Point annotation records:
===============
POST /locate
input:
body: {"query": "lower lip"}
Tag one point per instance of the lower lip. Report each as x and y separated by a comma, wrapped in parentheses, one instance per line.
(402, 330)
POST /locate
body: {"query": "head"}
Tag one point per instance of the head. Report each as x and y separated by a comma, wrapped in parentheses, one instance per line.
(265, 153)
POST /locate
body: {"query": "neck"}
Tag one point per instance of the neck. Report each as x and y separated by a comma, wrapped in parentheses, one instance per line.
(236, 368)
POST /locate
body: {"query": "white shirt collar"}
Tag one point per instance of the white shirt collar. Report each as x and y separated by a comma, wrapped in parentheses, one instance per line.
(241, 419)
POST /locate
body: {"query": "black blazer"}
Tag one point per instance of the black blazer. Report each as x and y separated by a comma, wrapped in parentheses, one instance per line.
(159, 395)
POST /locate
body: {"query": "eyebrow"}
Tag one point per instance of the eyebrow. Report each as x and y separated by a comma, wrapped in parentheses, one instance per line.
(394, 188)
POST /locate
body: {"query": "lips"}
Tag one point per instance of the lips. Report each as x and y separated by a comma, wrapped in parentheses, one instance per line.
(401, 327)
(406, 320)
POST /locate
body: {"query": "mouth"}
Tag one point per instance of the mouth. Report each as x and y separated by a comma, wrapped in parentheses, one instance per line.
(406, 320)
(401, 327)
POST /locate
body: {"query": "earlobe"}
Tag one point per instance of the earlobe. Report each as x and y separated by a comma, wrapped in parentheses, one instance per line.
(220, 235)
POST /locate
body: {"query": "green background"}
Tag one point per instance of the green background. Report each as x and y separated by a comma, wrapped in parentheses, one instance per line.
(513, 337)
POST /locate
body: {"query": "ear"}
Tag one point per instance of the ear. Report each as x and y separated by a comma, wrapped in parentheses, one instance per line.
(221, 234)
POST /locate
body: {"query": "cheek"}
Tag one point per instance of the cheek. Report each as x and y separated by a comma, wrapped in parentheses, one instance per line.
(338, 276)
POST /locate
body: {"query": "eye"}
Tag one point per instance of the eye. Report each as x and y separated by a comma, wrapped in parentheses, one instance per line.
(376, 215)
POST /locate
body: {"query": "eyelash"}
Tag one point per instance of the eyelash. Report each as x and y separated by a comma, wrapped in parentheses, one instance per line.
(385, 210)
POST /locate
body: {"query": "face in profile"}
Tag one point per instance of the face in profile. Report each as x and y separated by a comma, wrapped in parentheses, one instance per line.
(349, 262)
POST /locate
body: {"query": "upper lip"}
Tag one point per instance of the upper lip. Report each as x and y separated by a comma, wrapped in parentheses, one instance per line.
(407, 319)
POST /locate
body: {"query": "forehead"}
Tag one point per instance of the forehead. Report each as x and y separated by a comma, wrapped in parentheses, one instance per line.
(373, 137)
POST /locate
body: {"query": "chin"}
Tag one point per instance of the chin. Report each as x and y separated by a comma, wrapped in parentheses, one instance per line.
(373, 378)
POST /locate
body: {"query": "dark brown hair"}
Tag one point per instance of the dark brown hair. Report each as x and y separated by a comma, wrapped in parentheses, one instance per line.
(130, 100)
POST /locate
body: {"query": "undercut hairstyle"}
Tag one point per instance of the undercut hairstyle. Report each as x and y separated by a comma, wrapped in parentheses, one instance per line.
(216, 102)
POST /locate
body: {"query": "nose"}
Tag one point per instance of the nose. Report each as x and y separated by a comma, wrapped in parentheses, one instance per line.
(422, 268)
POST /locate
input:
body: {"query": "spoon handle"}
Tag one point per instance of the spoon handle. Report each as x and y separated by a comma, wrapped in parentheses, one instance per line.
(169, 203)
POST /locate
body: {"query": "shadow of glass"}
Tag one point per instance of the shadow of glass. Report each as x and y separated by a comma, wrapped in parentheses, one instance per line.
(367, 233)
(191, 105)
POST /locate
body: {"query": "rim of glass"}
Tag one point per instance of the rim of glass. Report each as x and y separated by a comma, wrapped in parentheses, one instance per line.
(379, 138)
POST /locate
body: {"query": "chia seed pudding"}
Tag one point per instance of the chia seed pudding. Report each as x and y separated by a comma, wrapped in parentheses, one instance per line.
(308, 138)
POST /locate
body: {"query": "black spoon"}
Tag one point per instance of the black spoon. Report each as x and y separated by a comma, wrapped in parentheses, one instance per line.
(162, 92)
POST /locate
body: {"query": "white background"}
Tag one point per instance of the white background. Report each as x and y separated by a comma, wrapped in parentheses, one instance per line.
===============
# Written instruction
Repeat every record, exactly as written.

# Task solution
POST /locate
input:
body: {"query": "lower lip"}
Tag one point per instance of the lower lip. Report each as x and y separated by a comma, wrapped in parentheses, one instance per line.
(402, 330)
POST /locate
body: {"query": "head"}
Tag one point per instance of the head. Report each as x and y separated by a comma, wrapped in parentheses, one instance per line.
(265, 153)
POST /locate
body: {"query": "neck"}
Tag one point per instance of the neck. Report each as x and y separated by a comma, wrapped in parentheses, one instance per line.
(236, 368)
POST /locate
body: {"query": "white shirt collar"}
Tag one point per instance of the white shirt collar. Report each as x and y separated by a comma, wrapped in parentheses, one instance per line.
(241, 419)
POST /locate
body: {"query": "black blazer"}
Tag one point per instance of the black blazer. Report each as x and y separated by a comma, wrapped in parentheses, one instance per line.
(159, 395)
POST /locate
body: {"query": "eyebrow"}
Tag one point per instance of the eyebrow. Report each as x and y separated by a comma, wrapped in parentheses, one instance per line.
(394, 188)
POST /locate
body: {"query": "lips"}
Tag one point per instance of the lips. Report each as x and y separated by a comma, wrapped in parentheses, one instance per line.
(401, 327)
(406, 320)
POST /locate
body: {"query": "mouth"}
Tag one point per instance of the mouth. Report each as x and y separated by a comma, wrapped in parentheses, one instance per line.
(406, 320)
(401, 327)
POST /locate
body: {"query": "earlobe"}
Tag one point per instance of the earlobe. Report each as x and y separated by a comma, wrapped in parentheses, one instance per line.
(220, 235)
POST /locate
body: {"query": "green background"}
Tag one point per instance of the green background. Report each as x and y separated by a comma, wrapped in parentheses, one instance per line.
(513, 337)
POST /locate
body: {"query": "ear"}
Tag one point per instance of the ear. Report each as x and y separated by a comma, wrapped in parentheses, one instance per line.
(221, 234)
POST /locate
body: {"query": "cheek"}
Tag one point per instance of the cheek. Report each as x and y separated by a comma, wrapped in parentheses, one instance per line.
(338, 276)
POST /locate
body: {"query": "eye"}
Tag one point per instance of the eye. Report each as x and y separated by a comma, wrapped in parentheses, one instance per line.
(376, 215)
POST /locate
body: {"query": "eyelash"}
Tag one point per instance of the eyelash. Report each as x and y separated by a comma, wrapped in parentheses, one instance per line.
(385, 210)
POST /locate
body: {"query": "face in profile"}
Tag one point per instance of the face in profile. Report each as x and y separated by a comma, wrapped in parentheses, one instance per line.
(349, 262)
POST /locate
body: {"query": "upper lip"}
Tag one point per instance of the upper lip. Report each as x and y separated by a comma, wrapped in parentheses, one instance per line.
(407, 319)
POST /locate
body: {"query": "forehead"}
Tag one point per instance of the forehead. Report each as x and y separated by a comma, wrapped in parentheses, one instance per line.
(373, 137)
POST /locate
body: {"query": "chin"}
Tag one point per instance of the chin. Report each as x and y separated by a comma, wrapped in parentheses, one instance per line.
(373, 378)
POST /locate
body: {"query": "dark brown hair"}
Tag one point per instance of the dark brown hair. Report each as x and y separated by a comma, wrapped in parentheses, one instance per line.
(130, 100)
POST /locate
body: {"query": "undercut hairstyle"}
Tag one point per instance of the undercut hairstyle. Report each as x and y separated by a comma, wrapped in parentheses, one instance per line.
(216, 102)
POST /locate
body: {"query": "nose"}
Tag one point per instance of the nose. Report each as x and y separated by a comma, wrapped in parentheses, one instance per line.
(422, 268)
POST /locate
input:
body: {"query": "spoon handle"}
Tag one point per instance of the spoon handle. Report each as x and y separated by a comma, wrapped in parentheses, one instance per line.
(169, 203)
POST /locate
body: {"query": "shadow of glass"}
Tag one point per instance of the shadow of glass. Report each as x and y separated by a comma, wrapped in parentheses, one instance per line.
(367, 233)
(191, 105)
POST /locate
body: {"query": "rim of glass"}
Tag one point per instance of the rim of glass. Report each as x and y separated by a comma, wrapped in parentheses, one instance per line.
(379, 138)
POST /locate
body: {"query": "chia seed pudding"}
Tag one point per instance of the chia seed pudding. Report each as x and y separated by a comma, wrapped in parentheses, one instance per line.
(308, 138)
POST /locate
body: {"query": "black spoon"}
Tag one point per instance of the black spoon. Report each as x and y separated by a comma, wrapped in parentheses, one instance per line.
(162, 92)
POST /locate
body: {"query": "white background"}
Tag one point per instance of the white background. Report each as x and y separated by a comma, wrapped in parentheses, one instance per line.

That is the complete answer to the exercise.